🛸 olá, internautas! 🛸
essa é uma newsletter que escrevi de madrugada. me perguntei bastante se fazia sentido enviá-la por aqui, porque ela é muito mais pessoal do que o que me proponho publicar na intern3t!!11. na verdade, a estrutura desse texto é a que uso na minha outra newsletter – a primeira, a original, e a que sempre me pergunto quem por aqui conhece e quem não conhece, quem lê e quem não lê.
no fim, decidi enviar esse texto por aqui porque falar sobre a percepção que tenho do que estou vivendo (uma crise de linguagem) é também falar sobre dinâmicas do capitalismo digital (uma crise social, econômica, política, estética, ambiental, total). toda vez que tento falar sobre esse assunto com alguém, todo mundo meio que reage da mesma maneira, dizendo que sofre com os mesmos problemas, mesmo que eles não aparentem na vida dos outros da mesma forma que aparentam na minha. mas já faz mais de ano que tenho notado que as causas dos nossos problemas são sempre as mesmas e, por isso, hoje decidi compartilhar essa newsletter que é ainda o começo de algo maior, bem maior, e que é muito relacionado ao que leio de outros pesquisadores, escritores e jornalistas. nada do que escrevi é novo, mas não acho que esse é o mérito desse texto, nem necessariamente da minha escrita em geral. como vocês vão ver, tenho tido muita dificuldade pra articular pensamentos. então peço, por favor, um pouco de paciência. isso aqui é só um começo e um meio. ainda não tem fim.

........

> **Instrução**
Segundo o trecho para leitura, que crise quem escreve diz estar vivendo?

........

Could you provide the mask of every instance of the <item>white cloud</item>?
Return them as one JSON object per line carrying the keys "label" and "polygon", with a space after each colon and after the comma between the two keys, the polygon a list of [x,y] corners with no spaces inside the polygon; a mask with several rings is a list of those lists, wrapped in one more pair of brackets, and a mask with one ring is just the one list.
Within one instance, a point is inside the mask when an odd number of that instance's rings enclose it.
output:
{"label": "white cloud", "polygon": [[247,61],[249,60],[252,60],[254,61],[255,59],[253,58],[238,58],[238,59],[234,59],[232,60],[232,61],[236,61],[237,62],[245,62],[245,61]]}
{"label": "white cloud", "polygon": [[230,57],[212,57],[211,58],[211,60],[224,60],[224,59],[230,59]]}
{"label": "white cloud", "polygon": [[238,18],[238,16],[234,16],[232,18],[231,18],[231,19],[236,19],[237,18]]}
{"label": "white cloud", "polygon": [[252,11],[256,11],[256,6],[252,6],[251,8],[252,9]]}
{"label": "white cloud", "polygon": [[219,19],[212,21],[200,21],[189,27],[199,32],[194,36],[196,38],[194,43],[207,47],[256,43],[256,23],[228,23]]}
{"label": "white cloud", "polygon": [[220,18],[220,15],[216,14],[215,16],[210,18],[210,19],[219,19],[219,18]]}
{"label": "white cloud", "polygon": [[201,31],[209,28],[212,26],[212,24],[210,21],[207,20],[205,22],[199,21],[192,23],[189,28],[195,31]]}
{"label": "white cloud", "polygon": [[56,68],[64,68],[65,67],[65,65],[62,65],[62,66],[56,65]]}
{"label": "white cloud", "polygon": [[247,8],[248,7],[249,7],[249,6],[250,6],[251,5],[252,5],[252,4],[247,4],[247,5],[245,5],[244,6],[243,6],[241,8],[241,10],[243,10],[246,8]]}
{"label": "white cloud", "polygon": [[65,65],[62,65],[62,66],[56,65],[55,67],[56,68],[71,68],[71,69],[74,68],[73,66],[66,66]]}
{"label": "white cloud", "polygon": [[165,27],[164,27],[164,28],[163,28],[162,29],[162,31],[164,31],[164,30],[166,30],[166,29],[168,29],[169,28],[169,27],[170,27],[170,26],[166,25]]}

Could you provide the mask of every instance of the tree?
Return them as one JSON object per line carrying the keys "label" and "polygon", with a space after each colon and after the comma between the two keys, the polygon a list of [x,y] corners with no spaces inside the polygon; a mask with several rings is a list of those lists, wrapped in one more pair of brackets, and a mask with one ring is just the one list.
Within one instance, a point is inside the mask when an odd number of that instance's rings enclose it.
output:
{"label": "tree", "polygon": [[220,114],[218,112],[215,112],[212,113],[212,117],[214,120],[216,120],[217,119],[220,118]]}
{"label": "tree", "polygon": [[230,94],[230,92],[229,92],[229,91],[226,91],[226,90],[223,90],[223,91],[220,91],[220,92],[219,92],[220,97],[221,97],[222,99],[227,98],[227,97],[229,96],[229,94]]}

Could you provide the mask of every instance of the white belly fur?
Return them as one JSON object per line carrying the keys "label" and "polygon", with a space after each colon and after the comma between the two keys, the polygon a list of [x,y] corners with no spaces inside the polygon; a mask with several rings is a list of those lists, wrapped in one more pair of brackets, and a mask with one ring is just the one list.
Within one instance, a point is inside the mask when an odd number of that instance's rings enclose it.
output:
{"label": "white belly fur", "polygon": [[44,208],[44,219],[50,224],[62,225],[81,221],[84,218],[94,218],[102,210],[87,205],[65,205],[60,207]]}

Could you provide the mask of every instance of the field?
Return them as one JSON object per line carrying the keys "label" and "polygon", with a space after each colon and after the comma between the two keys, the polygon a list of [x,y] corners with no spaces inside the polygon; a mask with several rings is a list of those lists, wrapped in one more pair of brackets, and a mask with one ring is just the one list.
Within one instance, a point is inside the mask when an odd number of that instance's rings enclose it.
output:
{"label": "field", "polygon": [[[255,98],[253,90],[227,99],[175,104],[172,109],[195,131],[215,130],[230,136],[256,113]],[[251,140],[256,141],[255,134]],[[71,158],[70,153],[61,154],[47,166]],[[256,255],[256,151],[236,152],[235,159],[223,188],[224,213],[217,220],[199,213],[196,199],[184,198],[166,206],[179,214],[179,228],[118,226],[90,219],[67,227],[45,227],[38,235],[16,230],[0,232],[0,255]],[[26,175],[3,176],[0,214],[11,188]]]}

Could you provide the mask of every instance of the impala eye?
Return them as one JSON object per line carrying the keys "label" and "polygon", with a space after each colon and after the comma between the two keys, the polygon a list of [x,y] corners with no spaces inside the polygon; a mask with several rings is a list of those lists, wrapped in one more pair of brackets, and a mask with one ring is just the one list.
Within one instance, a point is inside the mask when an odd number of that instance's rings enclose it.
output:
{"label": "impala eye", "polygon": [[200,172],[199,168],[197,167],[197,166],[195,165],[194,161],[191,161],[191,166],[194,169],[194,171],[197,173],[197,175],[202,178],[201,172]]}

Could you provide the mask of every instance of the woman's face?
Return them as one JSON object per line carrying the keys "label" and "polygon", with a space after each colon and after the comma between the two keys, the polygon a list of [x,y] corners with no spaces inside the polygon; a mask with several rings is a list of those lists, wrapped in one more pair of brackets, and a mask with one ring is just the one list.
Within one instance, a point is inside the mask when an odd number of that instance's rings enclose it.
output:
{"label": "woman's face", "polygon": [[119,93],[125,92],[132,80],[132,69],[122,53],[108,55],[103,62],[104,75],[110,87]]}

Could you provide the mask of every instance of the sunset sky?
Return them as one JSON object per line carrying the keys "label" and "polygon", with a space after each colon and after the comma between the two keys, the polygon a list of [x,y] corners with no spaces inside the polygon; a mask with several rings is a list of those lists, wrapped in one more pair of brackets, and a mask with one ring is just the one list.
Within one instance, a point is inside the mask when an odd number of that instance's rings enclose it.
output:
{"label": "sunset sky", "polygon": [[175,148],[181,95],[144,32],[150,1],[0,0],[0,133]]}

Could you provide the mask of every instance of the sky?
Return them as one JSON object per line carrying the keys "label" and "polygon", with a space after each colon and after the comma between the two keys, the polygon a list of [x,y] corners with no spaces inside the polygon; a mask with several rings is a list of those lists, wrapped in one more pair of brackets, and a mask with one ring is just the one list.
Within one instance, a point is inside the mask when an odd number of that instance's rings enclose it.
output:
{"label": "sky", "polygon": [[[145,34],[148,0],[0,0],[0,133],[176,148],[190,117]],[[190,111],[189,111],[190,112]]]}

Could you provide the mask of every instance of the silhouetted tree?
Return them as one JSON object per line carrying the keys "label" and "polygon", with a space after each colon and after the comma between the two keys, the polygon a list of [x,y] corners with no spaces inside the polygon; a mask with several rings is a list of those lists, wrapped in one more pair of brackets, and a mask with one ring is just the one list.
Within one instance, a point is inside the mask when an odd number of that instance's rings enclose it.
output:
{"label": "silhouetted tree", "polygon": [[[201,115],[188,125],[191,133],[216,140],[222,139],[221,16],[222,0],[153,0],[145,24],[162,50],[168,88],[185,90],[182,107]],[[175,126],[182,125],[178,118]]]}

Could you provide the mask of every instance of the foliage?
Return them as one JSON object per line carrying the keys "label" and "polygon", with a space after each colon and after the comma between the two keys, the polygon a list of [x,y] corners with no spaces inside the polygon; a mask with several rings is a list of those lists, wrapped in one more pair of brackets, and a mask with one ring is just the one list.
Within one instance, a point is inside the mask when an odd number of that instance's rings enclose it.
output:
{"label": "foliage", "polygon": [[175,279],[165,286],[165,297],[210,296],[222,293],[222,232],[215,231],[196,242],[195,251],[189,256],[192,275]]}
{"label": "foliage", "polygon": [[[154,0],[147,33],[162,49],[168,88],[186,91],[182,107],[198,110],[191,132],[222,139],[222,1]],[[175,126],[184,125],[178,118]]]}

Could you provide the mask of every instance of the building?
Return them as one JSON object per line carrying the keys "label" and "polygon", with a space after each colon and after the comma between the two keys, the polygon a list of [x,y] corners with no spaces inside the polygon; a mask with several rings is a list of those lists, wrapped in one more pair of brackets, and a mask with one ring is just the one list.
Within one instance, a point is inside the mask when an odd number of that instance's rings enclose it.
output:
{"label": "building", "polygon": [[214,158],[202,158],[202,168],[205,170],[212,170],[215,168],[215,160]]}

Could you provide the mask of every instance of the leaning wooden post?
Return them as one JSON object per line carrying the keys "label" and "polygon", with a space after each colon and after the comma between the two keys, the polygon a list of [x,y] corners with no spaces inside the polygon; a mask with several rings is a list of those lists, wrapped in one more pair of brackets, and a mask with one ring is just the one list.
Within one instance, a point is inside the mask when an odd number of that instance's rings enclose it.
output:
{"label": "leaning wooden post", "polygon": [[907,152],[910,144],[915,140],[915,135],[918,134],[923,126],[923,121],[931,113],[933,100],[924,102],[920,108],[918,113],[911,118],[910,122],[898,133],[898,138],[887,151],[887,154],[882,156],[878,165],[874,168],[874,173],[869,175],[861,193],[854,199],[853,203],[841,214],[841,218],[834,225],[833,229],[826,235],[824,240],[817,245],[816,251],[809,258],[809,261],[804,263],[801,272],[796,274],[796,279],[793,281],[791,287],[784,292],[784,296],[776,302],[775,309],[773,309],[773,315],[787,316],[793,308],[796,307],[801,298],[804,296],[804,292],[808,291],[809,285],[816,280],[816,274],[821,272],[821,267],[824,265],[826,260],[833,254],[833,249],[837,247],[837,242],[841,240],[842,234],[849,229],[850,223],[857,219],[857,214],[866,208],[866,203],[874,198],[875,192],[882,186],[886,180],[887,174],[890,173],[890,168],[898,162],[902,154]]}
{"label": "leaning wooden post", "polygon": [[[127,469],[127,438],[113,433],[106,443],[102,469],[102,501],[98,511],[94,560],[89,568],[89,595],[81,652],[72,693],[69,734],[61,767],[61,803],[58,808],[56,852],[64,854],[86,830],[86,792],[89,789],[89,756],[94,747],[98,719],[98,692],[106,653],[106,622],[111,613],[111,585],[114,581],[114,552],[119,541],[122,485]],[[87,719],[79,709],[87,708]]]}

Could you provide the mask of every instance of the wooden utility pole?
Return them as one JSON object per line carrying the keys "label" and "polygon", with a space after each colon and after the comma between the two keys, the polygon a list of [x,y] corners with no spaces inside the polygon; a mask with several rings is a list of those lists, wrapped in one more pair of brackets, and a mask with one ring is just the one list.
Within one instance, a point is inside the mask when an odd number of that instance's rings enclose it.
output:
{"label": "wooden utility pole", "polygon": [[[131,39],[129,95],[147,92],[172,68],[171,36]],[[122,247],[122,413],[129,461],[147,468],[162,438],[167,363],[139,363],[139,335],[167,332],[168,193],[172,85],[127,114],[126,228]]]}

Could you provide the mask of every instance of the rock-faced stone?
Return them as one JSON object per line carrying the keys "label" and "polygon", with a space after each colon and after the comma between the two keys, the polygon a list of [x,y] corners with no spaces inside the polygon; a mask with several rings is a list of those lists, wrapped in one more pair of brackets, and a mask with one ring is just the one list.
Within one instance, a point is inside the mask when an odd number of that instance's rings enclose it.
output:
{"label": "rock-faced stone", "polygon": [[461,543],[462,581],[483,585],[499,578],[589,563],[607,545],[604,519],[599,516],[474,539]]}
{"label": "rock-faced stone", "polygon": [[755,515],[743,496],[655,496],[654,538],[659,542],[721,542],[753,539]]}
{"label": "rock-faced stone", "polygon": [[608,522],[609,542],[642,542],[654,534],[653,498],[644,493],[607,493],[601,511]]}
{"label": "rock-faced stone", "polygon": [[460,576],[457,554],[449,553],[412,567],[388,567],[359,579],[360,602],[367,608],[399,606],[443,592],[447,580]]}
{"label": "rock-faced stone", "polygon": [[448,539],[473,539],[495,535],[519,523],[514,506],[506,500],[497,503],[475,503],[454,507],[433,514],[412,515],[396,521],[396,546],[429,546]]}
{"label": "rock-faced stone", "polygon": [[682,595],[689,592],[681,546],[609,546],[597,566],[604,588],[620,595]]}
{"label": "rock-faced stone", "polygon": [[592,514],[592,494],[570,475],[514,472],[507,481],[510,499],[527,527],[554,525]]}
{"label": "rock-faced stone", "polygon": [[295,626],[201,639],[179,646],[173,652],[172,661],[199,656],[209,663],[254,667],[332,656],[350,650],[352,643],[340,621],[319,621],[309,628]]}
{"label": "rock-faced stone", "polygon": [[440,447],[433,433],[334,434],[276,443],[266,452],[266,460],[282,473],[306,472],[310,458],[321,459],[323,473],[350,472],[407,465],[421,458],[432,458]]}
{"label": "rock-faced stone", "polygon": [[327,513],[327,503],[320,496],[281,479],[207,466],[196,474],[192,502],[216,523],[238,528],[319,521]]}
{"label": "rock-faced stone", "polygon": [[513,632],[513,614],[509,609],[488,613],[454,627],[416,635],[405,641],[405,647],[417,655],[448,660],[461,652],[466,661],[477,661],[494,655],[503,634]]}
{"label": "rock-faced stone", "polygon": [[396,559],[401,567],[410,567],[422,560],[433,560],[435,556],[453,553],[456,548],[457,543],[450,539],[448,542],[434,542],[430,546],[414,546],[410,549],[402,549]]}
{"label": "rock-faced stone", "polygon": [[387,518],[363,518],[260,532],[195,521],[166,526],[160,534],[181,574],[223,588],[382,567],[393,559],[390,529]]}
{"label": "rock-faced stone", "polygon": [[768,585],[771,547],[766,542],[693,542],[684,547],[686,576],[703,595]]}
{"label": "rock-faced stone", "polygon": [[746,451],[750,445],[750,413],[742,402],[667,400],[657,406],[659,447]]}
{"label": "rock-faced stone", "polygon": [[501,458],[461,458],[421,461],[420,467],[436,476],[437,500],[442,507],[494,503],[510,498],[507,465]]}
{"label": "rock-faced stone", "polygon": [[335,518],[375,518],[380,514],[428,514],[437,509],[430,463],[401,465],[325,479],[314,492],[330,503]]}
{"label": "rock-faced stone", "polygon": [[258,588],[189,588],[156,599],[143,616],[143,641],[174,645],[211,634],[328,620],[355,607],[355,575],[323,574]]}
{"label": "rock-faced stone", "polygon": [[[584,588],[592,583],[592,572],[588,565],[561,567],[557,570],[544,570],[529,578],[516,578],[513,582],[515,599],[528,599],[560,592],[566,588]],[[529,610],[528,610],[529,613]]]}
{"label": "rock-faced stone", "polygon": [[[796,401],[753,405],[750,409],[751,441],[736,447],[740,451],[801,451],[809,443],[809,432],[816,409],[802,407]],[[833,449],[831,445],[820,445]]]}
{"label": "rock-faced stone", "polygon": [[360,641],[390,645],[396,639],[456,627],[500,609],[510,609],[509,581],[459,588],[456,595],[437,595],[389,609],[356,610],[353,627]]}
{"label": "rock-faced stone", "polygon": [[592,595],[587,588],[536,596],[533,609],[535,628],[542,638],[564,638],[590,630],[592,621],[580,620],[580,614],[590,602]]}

........

> **Resposta correta**
Uma crise de linguagem.